___ SUPPLIED DATA

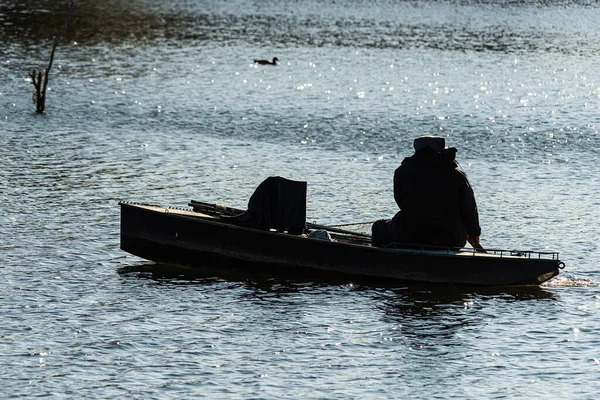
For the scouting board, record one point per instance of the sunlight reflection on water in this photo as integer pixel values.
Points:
(160, 102)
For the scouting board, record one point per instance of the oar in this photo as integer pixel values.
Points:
(474, 241)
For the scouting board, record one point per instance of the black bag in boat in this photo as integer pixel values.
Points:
(277, 203)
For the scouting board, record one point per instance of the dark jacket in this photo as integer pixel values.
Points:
(437, 204)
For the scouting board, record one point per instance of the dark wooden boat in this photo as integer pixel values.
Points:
(206, 233)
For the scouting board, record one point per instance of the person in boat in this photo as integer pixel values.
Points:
(436, 200)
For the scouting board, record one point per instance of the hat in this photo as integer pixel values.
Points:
(437, 143)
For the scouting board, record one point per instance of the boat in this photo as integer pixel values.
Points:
(207, 233)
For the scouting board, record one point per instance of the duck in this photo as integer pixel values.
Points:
(274, 61)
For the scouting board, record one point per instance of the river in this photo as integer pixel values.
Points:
(160, 102)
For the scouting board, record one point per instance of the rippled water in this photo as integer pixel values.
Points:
(159, 102)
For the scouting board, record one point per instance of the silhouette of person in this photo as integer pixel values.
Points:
(437, 203)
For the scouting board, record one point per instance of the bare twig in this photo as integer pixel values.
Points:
(40, 94)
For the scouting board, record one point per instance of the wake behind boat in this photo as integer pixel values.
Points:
(278, 238)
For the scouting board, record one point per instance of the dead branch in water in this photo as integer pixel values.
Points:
(36, 76)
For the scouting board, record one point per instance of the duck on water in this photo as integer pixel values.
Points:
(273, 61)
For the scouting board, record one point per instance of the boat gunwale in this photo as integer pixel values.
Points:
(183, 213)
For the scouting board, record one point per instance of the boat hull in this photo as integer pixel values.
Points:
(185, 237)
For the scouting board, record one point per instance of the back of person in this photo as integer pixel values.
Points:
(427, 188)
(436, 201)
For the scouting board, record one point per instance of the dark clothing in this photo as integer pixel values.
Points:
(437, 204)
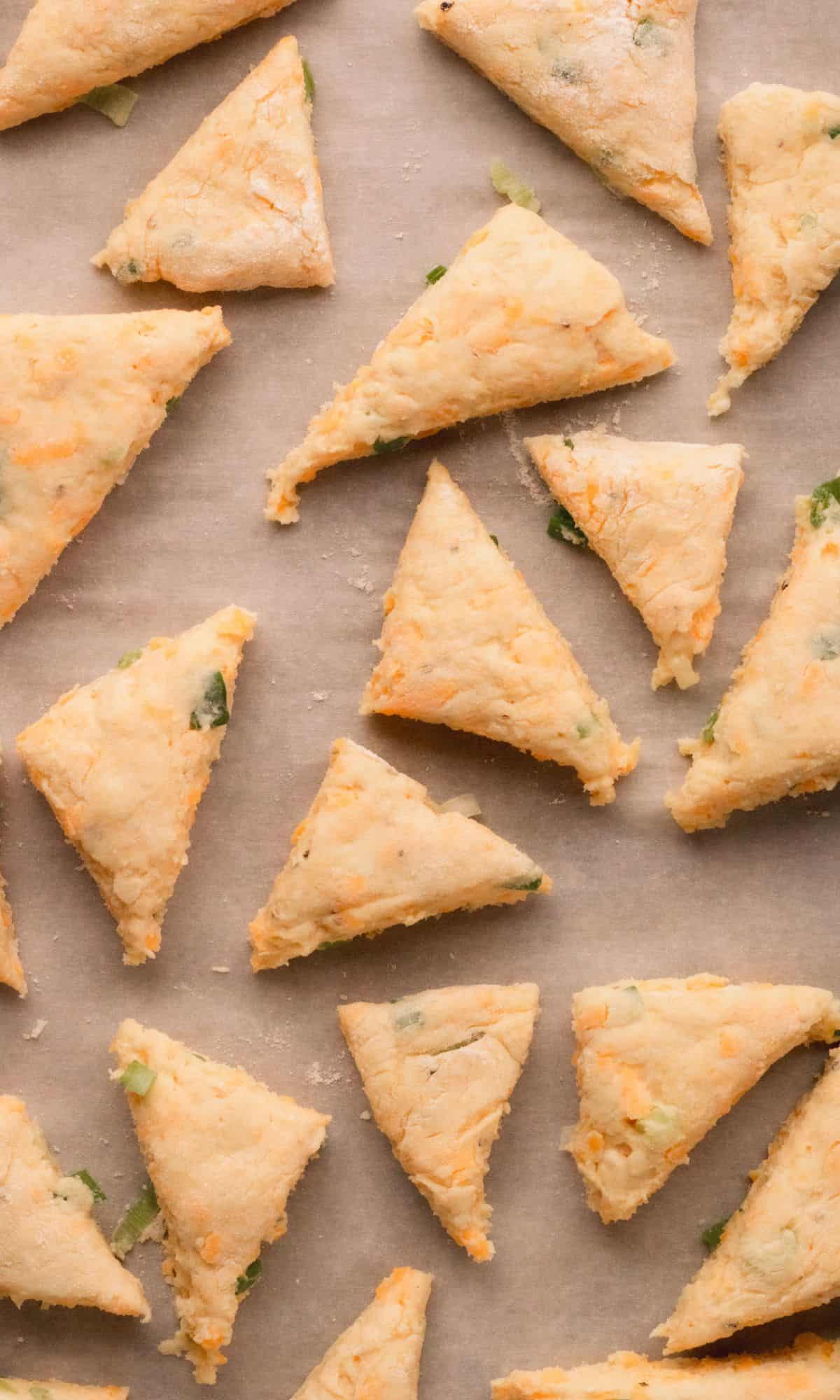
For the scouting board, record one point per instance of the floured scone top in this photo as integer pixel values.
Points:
(614, 80)
(660, 516)
(659, 1063)
(225, 1156)
(124, 764)
(80, 398)
(439, 1070)
(379, 1357)
(782, 149)
(523, 316)
(465, 643)
(51, 1250)
(374, 850)
(240, 205)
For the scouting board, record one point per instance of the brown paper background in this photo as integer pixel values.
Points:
(405, 135)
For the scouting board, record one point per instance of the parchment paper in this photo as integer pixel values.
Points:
(405, 134)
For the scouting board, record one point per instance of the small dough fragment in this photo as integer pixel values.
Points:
(780, 1252)
(124, 764)
(660, 1062)
(465, 643)
(51, 1248)
(782, 149)
(522, 317)
(240, 206)
(439, 1070)
(614, 80)
(660, 516)
(225, 1154)
(379, 1356)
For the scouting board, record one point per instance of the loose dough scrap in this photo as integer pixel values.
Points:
(782, 150)
(808, 1371)
(374, 850)
(80, 398)
(379, 1357)
(660, 516)
(240, 206)
(51, 1250)
(439, 1070)
(778, 729)
(780, 1252)
(69, 47)
(465, 643)
(523, 316)
(124, 764)
(660, 1062)
(225, 1156)
(614, 80)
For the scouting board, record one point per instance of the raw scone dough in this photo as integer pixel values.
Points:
(379, 1356)
(225, 1156)
(659, 1063)
(51, 1248)
(439, 1070)
(465, 643)
(660, 516)
(69, 47)
(614, 79)
(240, 205)
(780, 1252)
(373, 852)
(523, 316)
(80, 398)
(782, 150)
(778, 729)
(124, 764)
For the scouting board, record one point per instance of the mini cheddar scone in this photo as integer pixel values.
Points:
(780, 1252)
(465, 643)
(808, 1371)
(615, 82)
(660, 1062)
(379, 1356)
(660, 516)
(225, 1154)
(522, 317)
(80, 398)
(124, 764)
(439, 1070)
(66, 48)
(51, 1248)
(240, 205)
(782, 150)
(374, 850)
(778, 730)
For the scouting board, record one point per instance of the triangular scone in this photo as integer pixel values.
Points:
(240, 206)
(660, 516)
(51, 1248)
(778, 729)
(465, 643)
(612, 80)
(374, 850)
(379, 1357)
(80, 398)
(124, 764)
(522, 317)
(810, 1370)
(659, 1063)
(439, 1070)
(225, 1156)
(780, 1252)
(66, 48)
(782, 149)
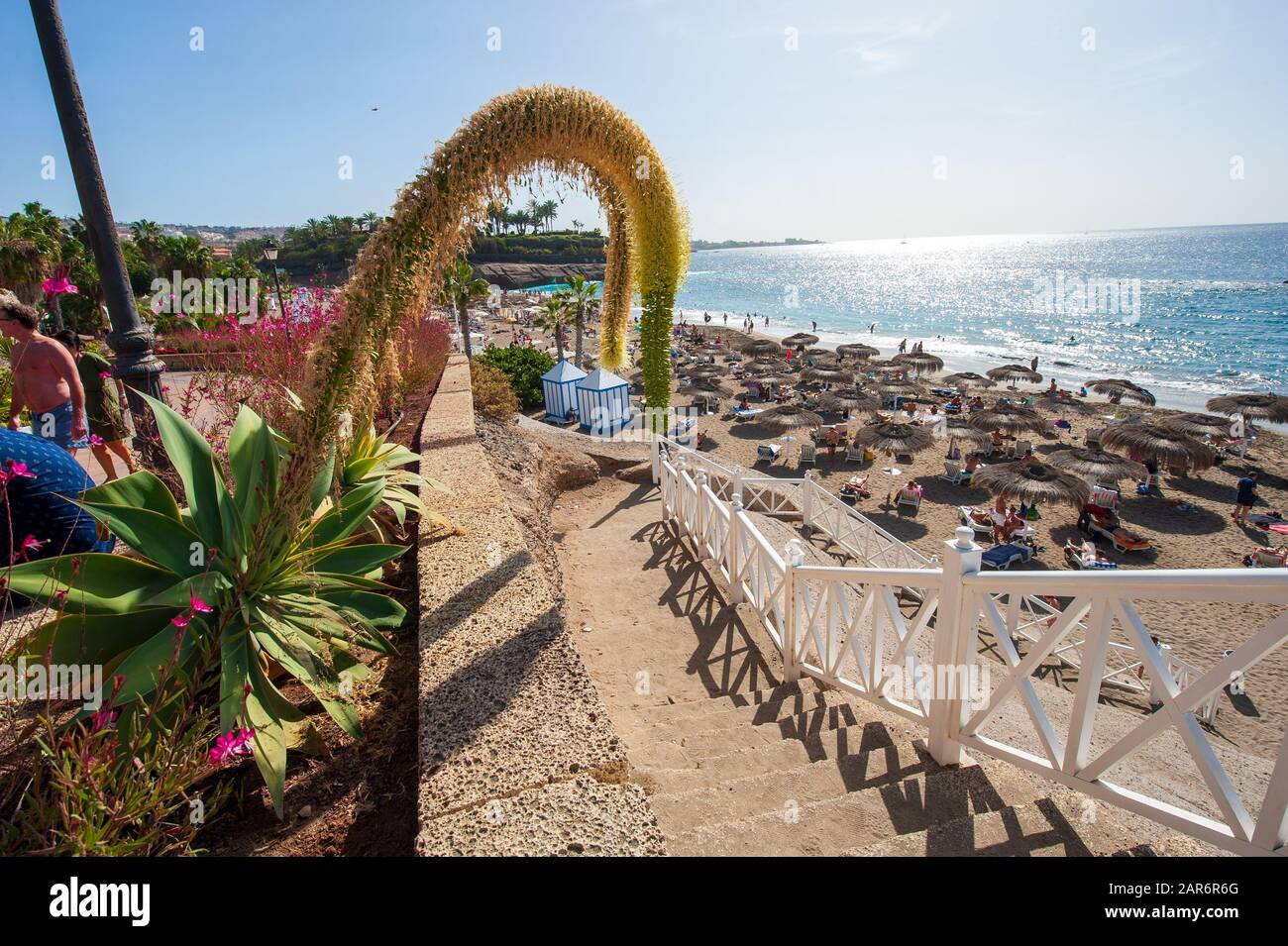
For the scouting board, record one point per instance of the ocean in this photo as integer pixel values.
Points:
(1188, 313)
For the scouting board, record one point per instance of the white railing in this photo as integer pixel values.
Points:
(868, 631)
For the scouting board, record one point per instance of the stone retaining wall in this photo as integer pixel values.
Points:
(516, 752)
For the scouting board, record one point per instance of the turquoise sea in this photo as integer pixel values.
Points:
(1188, 312)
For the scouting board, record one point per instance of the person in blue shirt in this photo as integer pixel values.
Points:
(1247, 495)
(38, 517)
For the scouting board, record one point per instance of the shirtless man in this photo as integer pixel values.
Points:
(44, 378)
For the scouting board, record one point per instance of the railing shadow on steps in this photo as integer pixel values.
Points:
(846, 628)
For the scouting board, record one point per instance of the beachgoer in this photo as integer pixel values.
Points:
(102, 405)
(46, 378)
(42, 517)
(1247, 495)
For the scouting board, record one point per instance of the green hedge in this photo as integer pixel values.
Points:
(523, 367)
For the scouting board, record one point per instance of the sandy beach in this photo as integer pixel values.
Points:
(1201, 536)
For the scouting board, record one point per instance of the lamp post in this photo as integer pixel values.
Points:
(129, 338)
(270, 255)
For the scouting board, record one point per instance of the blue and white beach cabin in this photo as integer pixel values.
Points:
(559, 386)
(603, 402)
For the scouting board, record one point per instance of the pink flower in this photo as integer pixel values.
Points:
(230, 745)
(104, 719)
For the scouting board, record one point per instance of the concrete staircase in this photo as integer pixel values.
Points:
(795, 770)
(737, 762)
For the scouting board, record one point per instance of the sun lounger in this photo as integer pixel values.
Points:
(768, 452)
(1004, 556)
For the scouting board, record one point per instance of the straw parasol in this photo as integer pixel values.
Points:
(892, 435)
(761, 348)
(1031, 484)
(828, 376)
(767, 366)
(1014, 372)
(800, 339)
(1198, 425)
(1009, 420)
(1120, 387)
(900, 387)
(969, 378)
(1150, 441)
(1262, 407)
(1100, 465)
(921, 362)
(855, 351)
(787, 417)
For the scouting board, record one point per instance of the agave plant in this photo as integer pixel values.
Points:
(307, 609)
(373, 459)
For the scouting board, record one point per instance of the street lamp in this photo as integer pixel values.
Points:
(270, 255)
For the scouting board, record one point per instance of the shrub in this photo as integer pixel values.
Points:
(524, 367)
(492, 391)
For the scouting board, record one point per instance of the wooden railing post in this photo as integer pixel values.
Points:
(952, 649)
(733, 554)
(794, 556)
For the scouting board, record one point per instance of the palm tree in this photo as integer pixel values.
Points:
(147, 236)
(460, 288)
(554, 317)
(580, 295)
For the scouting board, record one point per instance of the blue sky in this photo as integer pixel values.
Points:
(836, 138)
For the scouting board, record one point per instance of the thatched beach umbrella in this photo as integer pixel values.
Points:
(1009, 420)
(1198, 425)
(1120, 387)
(1099, 465)
(828, 376)
(769, 366)
(787, 417)
(898, 438)
(761, 348)
(921, 362)
(967, 379)
(800, 339)
(855, 351)
(1014, 372)
(1150, 441)
(900, 387)
(849, 399)
(1031, 484)
(1261, 407)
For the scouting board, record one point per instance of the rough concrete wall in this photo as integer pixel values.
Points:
(516, 752)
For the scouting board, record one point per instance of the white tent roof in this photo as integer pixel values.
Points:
(600, 379)
(563, 372)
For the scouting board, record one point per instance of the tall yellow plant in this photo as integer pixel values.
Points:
(514, 139)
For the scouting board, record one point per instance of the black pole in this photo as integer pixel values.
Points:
(130, 338)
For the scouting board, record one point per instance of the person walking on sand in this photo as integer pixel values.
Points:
(1247, 495)
(46, 378)
(103, 394)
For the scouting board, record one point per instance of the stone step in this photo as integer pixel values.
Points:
(713, 749)
(864, 817)
(671, 710)
(1067, 824)
(682, 808)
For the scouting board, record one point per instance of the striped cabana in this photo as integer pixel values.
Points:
(559, 386)
(603, 402)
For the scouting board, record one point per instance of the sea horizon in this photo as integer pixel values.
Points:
(1188, 312)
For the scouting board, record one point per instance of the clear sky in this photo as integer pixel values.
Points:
(829, 119)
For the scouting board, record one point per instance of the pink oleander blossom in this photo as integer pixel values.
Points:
(231, 745)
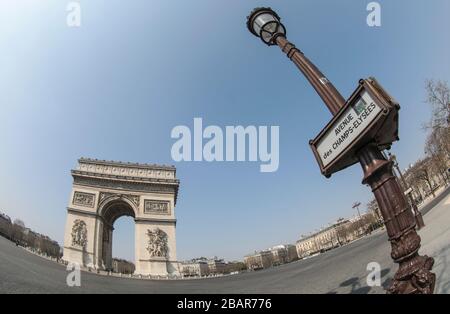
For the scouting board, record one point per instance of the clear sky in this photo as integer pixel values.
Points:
(115, 87)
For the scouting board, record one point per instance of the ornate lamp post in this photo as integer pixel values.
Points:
(364, 125)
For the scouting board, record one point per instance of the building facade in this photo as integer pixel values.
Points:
(194, 268)
(104, 191)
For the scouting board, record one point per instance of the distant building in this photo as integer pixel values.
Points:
(122, 266)
(259, 260)
(194, 268)
(324, 240)
(217, 266)
(202, 266)
(277, 255)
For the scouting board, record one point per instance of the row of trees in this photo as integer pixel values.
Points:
(429, 173)
(17, 232)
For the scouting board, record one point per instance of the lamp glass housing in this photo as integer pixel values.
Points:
(265, 23)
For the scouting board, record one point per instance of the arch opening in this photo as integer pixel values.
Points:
(110, 213)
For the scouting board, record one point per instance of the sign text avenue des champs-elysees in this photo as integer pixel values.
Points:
(370, 114)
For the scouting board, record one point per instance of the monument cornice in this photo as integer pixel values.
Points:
(114, 177)
(125, 164)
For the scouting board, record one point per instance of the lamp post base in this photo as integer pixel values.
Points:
(414, 275)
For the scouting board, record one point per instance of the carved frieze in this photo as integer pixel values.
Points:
(83, 199)
(79, 234)
(157, 243)
(129, 171)
(156, 207)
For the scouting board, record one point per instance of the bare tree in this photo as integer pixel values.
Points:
(372, 206)
(438, 96)
(422, 172)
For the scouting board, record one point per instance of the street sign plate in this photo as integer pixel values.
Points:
(351, 124)
(369, 115)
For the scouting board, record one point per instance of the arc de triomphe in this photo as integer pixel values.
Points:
(102, 192)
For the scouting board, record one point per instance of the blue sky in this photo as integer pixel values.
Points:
(115, 87)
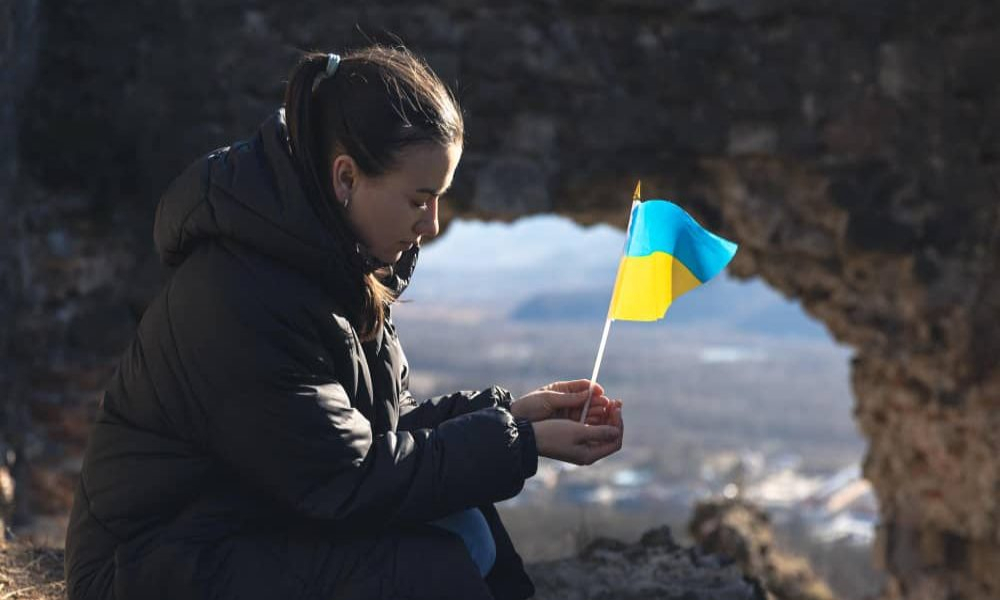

______

== TASK GOAL ==
Rewrite the lines of the listing starting with the line containing "sea in this photo as integer pixel values." and going on through the line containing "(1004, 556)", swapping "sun lounger" for "deck chair" and keeping everything else the same.

== IN RESPONSE ==
For the scouting board, record one point per instance of the turquoise sea in this photo as integer pixel values.
Points:
(1188, 312)
For the scouting board, record one point per instance of the person in blue shirt in this photo as integer pixel values.
Points:
(1247, 495)
(38, 517)
For the scouting board, record one point per instance of the shirtless man in this photo as integer pixel values.
Points:
(44, 378)
For the scouting board, record one point per instance of the railing shadow on steps in this photo as integer pixel values.
Points:
(846, 628)
For the scouting board, record one point per instance of the beachgoer in this photo as integer pixel values.
Points:
(102, 405)
(46, 378)
(42, 517)
(1247, 495)
For the scouting board, record one point per instance of the green hedge in this photo as integer pixel values.
Points:
(523, 367)
For the scouting board, record one point per instance of the sandy beach in this photo as integer pixel values.
Points:
(1201, 536)
For the scouting board, record one point per instance of the lamp post in this photo as integer pixel values.
Points:
(129, 338)
(270, 255)
For the scouting board, record one point per instance of the blue and white beach cabin in this photo as integer pixel values.
Points:
(559, 386)
(603, 402)
For the scouting board, record one point per instance of the pink flower in this photo as integer pixel values.
Points:
(230, 745)
(104, 719)
For the scouting board, record one point per instance of the concrete staircase in this photo as integer pixel values.
Points:
(795, 770)
(737, 762)
For the scouting board, record one point per instance of the deck chair in this photo as integer pixel values.
Points:
(768, 452)
(1004, 556)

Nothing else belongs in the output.